#### Document text
Sought “community of color”
After a six-month renovation that nearly topped $100,000, Tetzeli and his crew spread out into the cozy space — which now hosts four agents and four other employees representing bands Dinosaur Jr., Tea Leaf Green, Fruit Bats, Big Head Todd & the Monsters and others.
Next door to Red Light is KGNU’s compact Denver studio — a satellite to its larger facilities in Boulder.
“We wanted to be in an area that was accessible to a lot of people, and we also wanted to be in a community of color,” said KGNU music director John Schaefer, who helps organize First Friday events with bands and his video-savvy neighbors Denver Open Media. “We were lucky in that Denver Open Media was happening there and that we’ve had the opportunity to be a part of everything going on down here.”

#### Supplied records
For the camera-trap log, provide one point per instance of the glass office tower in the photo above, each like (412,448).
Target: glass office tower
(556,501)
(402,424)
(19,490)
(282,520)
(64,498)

#### Task goal
Please say whether each statement agrees with the passage on KGNU's Denver studio, answering yes or no and quoting the deciding words from the passage. 1. The renovation lasted six months. 2. KGNU's Denver studio is its main facility. 3. The renovated space now hosts four agents. The material comes from a separate source.

#### Written response
1. Yes: "After a six-month renovation"
2. No: "a satellite to its larger facilities in Boulder"
3. Yes: "which now hosts four agents and four other employees"